> [Consigne]: Poursuis le texte sur les illustrateurs et le travail avec des clients locaux en reprenant juste après sa dernière phrase.

> [Document]:

==================================================

Bonjour, je m’appelle Ëlodie, et je suis illustrateur·ice. Récemment, j’ai pris conscience de l’ampleur d’une situation de taille dans le monde des illustrateurs et des artistes en général : c’est l’envie et le besoin de connexion réelle et physique avec les gens avec qui on collabore, notamment nos clients. Je pense que cette envie provient du fait qu’on se sent souvent seul·e quand on est artiste, et si c’est votre cas, je vous renvoie à l’épisode 54 dans lequel j’évoque justement ce sujet. Rencontrer ses clients en physique, pouvoir échanger de visu, avoir un vrai contact humain, en somme, c’est toujours très précieux.
Cependant, aujourd’hui, j’ai envie d’aborder un sujet un peu controversé : travailler uniquement avec des clients locaux. Personnellement, j’ai commencé de cette manière, et je pense que c’est le cas de beaucoup d’artistes. Mais aujourd’hui, si votre objectif est d’être libre financièrement à 100% grâce à votre art, je vais vous donner cinq raisons pour lesquelles travailler uniquement avec des clients locaux peut poser problème.
Je comprends l’envie de créer du lien, de travailler avec des personnes de sa région, etc., mais en tant qu’illustrateur·ice, je pense que c’est un luxe qu’on ne peut pas se permettre. Et même si vous souhaitez garder votre activité comme un side-projet car vous vous sentez épanoui·e dans votre job actuel, restez avec moi car je pense que ce sujet vous concerne également.
Dans cet épisode, nous allons aborder les points suivants :
Comment trouver de belles opportunités dans un marché saturé ?
En quoi la façon dont vous cherchez vos clients peut avoir un impact sur votre santé mentale.
La meilleure chose à faire pour atteindre ses objectifs (c’est-à-dire voir loin et grand).

==================================================

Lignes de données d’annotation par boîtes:
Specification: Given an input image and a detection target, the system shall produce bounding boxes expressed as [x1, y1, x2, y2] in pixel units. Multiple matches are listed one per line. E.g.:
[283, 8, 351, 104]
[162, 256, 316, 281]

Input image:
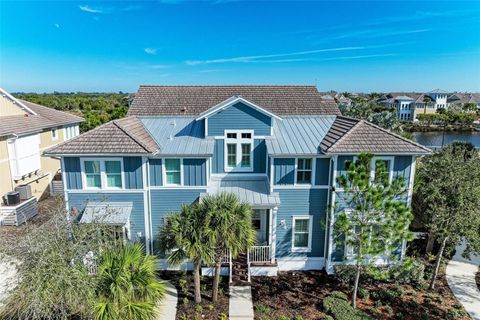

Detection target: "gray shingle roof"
[320, 117, 431, 154]
[0, 99, 83, 136]
[44, 117, 158, 155]
[128, 85, 340, 116]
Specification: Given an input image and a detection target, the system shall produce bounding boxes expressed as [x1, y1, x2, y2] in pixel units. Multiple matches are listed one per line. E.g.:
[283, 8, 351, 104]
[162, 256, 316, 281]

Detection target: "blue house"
[45, 86, 430, 275]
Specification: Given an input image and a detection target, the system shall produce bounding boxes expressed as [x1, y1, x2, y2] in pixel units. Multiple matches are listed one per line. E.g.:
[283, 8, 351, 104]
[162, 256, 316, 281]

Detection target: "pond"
[413, 131, 480, 148]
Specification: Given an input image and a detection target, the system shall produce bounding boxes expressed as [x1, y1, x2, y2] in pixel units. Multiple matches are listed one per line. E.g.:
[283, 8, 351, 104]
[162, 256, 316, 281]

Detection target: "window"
[84, 161, 102, 189]
[81, 158, 123, 189]
[225, 131, 253, 171]
[165, 159, 182, 185]
[297, 159, 312, 184]
[105, 161, 122, 188]
[52, 128, 58, 140]
[292, 216, 312, 252]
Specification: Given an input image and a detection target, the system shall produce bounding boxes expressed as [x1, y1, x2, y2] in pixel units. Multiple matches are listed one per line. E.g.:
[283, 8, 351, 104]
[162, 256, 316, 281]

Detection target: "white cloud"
[78, 5, 104, 13]
[143, 48, 157, 55]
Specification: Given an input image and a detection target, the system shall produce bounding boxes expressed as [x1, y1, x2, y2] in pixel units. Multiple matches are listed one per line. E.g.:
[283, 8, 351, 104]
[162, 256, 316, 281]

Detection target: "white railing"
[248, 246, 271, 263]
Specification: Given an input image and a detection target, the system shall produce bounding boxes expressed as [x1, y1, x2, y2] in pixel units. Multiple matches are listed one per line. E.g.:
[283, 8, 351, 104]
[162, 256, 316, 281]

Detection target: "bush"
[358, 288, 370, 300]
[323, 293, 371, 320]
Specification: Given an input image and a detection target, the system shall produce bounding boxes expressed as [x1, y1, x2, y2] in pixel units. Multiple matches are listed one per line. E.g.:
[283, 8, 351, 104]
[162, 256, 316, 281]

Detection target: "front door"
[252, 209, 267, 245]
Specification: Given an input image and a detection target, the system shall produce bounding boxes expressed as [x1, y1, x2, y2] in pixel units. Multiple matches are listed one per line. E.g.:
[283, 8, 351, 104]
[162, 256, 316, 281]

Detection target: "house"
[45, 86, 430, 275]
[0, 88, 83, 199]
[377, 89, 448, 121]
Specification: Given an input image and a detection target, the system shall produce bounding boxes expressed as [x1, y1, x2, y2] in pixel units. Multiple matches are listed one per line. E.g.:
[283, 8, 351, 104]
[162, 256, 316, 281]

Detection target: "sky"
[0, 0, 480, 92]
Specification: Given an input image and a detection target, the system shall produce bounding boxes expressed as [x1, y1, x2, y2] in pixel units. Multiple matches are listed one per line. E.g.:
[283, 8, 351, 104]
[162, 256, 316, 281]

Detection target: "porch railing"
[248, 246, 272, 263]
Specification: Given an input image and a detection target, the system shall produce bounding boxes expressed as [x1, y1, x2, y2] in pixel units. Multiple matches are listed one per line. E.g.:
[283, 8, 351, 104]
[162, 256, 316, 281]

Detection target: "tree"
[415, 143, 480, 289]
[159, 203, 215, 303]
[199, 193, 255, 302]
[94, 243, 165, 320]
[335, 153, 412, 308]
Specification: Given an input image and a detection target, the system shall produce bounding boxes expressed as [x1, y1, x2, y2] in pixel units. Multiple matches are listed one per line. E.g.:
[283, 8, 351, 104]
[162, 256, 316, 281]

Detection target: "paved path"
[157, 281, 178, 320]
[446, 244, 480, 320]
[228, 286, 253, 320]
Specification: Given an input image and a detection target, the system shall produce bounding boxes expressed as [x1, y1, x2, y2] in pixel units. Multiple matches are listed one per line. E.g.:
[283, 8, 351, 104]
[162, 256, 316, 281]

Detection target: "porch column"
[269, 207, 278, 263]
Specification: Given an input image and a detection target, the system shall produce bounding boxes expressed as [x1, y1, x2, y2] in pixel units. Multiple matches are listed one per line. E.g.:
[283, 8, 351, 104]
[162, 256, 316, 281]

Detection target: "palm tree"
[199, 193, 255, 302]
[159, 203, 215, 303]
[94, 244, 165, 320]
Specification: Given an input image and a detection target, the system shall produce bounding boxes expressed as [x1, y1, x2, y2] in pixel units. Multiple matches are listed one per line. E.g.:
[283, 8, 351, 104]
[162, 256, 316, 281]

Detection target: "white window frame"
[162, 157, 184, 187]
[291, 215, 313, 252]
[80, 158, 125, 190]
[295, 157, 317, 186]
[50, 128, 58, 140]
[223, 130, 255, 172]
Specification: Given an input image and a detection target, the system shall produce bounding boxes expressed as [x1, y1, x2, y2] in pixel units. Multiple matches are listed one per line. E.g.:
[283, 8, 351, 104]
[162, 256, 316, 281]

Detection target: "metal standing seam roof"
[80, 202, 133, 226]
[201, 177, 280, 208]
[139, 116, 215, 156]
[265, 116, 336, 155]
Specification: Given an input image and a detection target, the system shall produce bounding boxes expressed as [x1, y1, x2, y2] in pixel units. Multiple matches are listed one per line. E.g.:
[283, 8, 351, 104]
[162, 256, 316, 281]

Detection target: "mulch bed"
[159, 271, 229, 320]
[252, 271, 470, 320]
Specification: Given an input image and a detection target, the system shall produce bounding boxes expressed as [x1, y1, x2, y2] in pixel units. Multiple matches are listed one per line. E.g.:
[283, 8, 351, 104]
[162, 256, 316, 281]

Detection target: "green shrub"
[323, 295, 371, 320]
[358, 288, 370, 300]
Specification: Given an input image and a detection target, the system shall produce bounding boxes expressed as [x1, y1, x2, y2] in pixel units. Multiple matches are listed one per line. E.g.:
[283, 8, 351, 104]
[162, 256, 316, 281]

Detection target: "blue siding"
[315, 158, 330, 186]
[208, 103, 272, 136]
[123, 157, 143, 189]
[68, 192, 145, 243]
[150, 189, 206, 250]
[274, 189, 328, 257]
[149, 159, 162, 187]
[393, 156, 412, 187]
[273, 158, 295, 185]
[212, 139, 225, 173]
[63, 157, 82, 189]
[183, 159, 207, 186]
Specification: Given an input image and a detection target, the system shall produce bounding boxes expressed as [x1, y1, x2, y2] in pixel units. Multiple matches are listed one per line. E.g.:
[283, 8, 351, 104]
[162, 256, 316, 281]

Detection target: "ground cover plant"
[159, 271, 229, 320]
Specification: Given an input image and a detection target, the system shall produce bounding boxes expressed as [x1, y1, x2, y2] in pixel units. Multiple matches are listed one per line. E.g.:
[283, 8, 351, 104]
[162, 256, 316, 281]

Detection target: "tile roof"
[128, 85, 340, 116]
[0, 99, 83, 136]
[44, 117, 158, 155]
[320, 117, 431, 154]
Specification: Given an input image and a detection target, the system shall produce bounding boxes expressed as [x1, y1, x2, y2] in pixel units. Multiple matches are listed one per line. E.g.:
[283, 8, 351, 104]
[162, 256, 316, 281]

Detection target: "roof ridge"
[112, 115, 153, 153]
[362, 120, 432, 152]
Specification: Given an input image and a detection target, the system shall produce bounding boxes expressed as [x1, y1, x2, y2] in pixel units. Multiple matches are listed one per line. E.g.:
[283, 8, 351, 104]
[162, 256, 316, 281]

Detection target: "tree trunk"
[430, 237, 448, 290]
[212, 259, 222, 303]
[425, 232, 435, 254]
[193, 261, 202, 303]
[352, 264, 361, 309]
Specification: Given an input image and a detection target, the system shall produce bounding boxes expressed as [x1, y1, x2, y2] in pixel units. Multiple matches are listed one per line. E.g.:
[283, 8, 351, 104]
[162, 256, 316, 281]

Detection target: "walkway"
[157, 281, 178, 320]
[228, 286, 253, 320]
[446, 244, 480, 320]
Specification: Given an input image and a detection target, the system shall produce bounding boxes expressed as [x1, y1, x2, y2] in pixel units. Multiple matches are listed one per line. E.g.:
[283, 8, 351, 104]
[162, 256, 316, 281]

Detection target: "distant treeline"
[13, 92, 129, 132]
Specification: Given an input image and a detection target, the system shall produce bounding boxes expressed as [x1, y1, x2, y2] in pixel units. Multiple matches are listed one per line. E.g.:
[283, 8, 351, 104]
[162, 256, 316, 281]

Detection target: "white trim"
[80, 157, 124, 191]
[0, 88, 37, 116]
[223, 130, 255, 172]
[196, 96, 282, 121]
[291, 215, 313, 252]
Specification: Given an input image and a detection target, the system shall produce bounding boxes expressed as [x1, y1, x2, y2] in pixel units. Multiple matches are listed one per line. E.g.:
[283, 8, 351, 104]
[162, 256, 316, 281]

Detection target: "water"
[413, 131, 480, 148]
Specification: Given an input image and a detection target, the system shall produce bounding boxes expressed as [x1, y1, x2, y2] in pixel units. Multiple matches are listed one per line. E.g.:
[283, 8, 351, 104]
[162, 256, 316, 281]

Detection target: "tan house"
[0, 88, 83, 199]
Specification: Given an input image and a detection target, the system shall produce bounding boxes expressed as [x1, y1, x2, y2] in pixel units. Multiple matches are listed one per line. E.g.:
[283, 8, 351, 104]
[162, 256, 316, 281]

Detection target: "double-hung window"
[297, 159, 312, 184]
[225, 131, 253, 171]
[83, 159, 123, 189]
[292, 216, 312, 252]
[165, 159, 182, 185]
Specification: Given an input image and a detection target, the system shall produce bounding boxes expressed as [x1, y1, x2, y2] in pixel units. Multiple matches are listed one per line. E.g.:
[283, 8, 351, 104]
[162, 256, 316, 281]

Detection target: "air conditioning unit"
[15, 184, 32, 200]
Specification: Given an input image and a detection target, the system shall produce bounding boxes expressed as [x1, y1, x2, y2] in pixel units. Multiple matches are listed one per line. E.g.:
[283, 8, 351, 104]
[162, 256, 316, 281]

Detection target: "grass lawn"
[159, 271, 229, 320]
[252, 270, 470, 320]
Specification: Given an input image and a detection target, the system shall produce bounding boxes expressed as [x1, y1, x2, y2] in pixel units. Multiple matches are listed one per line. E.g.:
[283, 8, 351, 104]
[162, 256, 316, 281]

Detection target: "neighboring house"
[45, 86, 430, 275]
[377, 89, 448, 121]
[0, 88, 83, 199]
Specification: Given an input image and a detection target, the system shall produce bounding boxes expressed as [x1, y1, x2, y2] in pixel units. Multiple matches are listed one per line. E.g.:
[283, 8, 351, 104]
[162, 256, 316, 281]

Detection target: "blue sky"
[0, 0, 480, 92]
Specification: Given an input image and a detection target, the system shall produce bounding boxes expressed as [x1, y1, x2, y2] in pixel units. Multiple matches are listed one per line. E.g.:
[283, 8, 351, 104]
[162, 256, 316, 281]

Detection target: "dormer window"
[225, 130, 253, 172]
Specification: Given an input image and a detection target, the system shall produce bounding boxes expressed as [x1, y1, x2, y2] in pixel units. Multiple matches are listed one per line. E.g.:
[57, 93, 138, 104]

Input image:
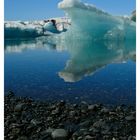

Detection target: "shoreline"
[4, 92, 136, 140]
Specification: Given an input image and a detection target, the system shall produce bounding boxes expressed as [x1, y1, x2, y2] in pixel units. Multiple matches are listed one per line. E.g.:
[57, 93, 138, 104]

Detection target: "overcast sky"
[4, 0, 136, 20]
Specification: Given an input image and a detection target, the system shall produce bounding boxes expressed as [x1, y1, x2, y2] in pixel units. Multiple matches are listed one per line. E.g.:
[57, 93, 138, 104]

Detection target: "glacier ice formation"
[58, 0, 136, 40]
[5, 0, 136, 40]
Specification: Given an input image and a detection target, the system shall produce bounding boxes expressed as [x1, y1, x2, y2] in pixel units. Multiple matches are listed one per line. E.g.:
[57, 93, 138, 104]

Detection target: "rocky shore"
[4, 92, 136, 140]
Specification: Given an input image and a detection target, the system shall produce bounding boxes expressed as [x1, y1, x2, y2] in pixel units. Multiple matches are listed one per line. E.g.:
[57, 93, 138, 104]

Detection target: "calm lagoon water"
[5, 38, 136, 104]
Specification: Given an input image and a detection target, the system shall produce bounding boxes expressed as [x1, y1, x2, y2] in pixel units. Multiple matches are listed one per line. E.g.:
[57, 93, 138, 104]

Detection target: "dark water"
[5, 38, 136, 104]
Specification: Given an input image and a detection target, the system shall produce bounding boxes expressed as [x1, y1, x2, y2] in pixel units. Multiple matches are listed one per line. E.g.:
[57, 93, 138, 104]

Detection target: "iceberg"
[4, 18, 70, 39]
[58, 0, 136, 40]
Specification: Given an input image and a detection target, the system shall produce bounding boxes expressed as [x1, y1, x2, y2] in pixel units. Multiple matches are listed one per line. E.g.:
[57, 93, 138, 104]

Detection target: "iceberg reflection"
[5, 38, 136, 82]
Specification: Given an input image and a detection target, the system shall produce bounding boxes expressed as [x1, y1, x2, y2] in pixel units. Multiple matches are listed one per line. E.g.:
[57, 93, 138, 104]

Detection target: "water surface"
[5, 38, 136, 104]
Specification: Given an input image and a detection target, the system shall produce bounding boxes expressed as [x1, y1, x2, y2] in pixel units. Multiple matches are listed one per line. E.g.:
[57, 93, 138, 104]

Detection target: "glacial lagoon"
[5, 37, 136, 105]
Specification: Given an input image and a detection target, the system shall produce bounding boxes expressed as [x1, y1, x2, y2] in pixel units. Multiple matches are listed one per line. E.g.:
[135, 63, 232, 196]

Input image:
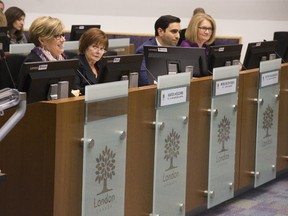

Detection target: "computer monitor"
[243, 40, 277, 70]
[9, 43, 35, 54]
[99, 54, 143, 83]
[17, 59, 79, 103]
[144, 46, 210, 84]
[274, 31, 288, 62]
[108, 38, 130, 55]
[70, 25, 101, 41]
[0, 27, 10, 52]
[208, 44, 242, 72]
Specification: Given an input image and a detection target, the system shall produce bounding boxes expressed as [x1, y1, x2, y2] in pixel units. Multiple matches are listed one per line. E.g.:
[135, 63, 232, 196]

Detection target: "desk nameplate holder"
[205, 65, 239, 208]
[82, 80, 128, 216]
[251, 58, 281, 187]
[150, 73, 191, 216]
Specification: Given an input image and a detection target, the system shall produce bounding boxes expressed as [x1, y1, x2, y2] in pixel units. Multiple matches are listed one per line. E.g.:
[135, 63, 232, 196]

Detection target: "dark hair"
[154, 15, 181, 36]
[5, 7, 26, 41]
[78, 28, 108, 54]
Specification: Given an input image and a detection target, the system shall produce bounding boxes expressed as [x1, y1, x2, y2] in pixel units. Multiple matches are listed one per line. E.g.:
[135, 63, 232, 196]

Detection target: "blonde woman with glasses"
[180, 13, 216, 56]
[25, 16, 66, 62]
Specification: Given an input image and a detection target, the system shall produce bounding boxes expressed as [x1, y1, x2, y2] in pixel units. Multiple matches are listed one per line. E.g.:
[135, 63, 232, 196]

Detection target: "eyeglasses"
[92, 46, 107, 53]
[54, 33, 65, 40]
[198, 27, 213, 33]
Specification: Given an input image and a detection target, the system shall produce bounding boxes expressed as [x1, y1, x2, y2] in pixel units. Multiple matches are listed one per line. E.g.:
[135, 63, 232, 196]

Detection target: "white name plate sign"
[214, 77, 238, 96]
[158, 86, 187, 107]
[260, 70, 279, 88]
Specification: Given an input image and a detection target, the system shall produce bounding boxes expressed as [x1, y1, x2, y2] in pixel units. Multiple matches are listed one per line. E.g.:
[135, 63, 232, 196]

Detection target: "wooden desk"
[0, 64, 288, 216]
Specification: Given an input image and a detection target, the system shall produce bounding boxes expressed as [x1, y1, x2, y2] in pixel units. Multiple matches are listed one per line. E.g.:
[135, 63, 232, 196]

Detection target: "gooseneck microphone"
[0, 49, 16, 89]
[77, 69, 92, 85]
[142, 65, 157, 84]
[263, 39, 287, 63]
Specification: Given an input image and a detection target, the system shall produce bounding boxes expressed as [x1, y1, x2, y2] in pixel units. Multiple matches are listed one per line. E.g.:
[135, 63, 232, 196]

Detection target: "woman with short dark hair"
[75, 28, 108, 94]
[5, 7, 27, 44]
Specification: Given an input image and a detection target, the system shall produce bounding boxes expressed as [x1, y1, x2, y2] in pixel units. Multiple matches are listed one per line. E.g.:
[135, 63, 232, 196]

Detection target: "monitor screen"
[70, 25, 101, 41]
[144, 46, 210, 84]
[208, 44, 242, 72]
[99, 54, 143, 83]
[243, 40, 277, 70]
[274, 32, 288, 62]
[17, 59, 79, 103]
[0, 27, 10, 52]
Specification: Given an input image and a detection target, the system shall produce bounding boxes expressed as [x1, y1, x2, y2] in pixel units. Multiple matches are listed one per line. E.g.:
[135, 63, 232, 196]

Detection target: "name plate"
[158, 86, 187, 107]
[214, 78, 237, 96]
[260, 70, 279, 88]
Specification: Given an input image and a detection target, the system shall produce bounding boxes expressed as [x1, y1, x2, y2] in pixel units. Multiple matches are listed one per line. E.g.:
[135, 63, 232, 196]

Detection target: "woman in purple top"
[180, 13, 216, 56]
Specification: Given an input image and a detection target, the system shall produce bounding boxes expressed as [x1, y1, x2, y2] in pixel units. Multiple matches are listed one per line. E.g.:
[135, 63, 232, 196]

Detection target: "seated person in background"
[5, 7, 27, 44]
[0, 0, 5, 11]
[180, 13, 216, 56]
[75, 28, 108, 94]
[0, 10, 7, 27]
[136, 15, 181, 86]
[25, 16, 66, 62]
[177, 7, 205, 46]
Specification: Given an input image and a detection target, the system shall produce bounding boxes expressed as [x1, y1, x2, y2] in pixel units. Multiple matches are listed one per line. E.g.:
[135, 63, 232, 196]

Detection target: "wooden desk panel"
[277, 64, 288, 172]
[125, 86, 156, 216]
[235, 69, 259, 192]
[0, 103, 55, 216]
[185, 77, 212, 212]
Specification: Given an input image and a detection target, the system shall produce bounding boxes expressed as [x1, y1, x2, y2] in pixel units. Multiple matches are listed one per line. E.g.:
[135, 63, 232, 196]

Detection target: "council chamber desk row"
[0, 64, 288, 216]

==================================================

> [Réponse ci-dessous]:
Raison #1 : Manque d’opportunité
Cette raison arrive naturellement en N°1 car c’est une évidence, mais chercher à travailler uniquement avec les clients qui se trouvent dans un arc de cercle limité, c’est se priver de très belles opportunités qui pourraient potentiellement vous correspondre beaucoup mieux !
Même si j’ai tendance à penser que tout le monde a sa place dans le milieu de l’illustration, je pense que c’est surtout vrai quand on pense de façon nationale ou internationale, car un marché local est bien souvent vite saturé.
N’oubliez pas que vous pouvez travailler de n’importe où dans le monde et avec n’importe qui. Ce qui signifie que même si vous vivez au milieu d’un trou paumé, du moment que vous avez une bonne connexion internet et un scanner pour numériser vos créations originales, vous aurez de quoi acheter votre matériel et surtout collaborer avec des gens du monde entier !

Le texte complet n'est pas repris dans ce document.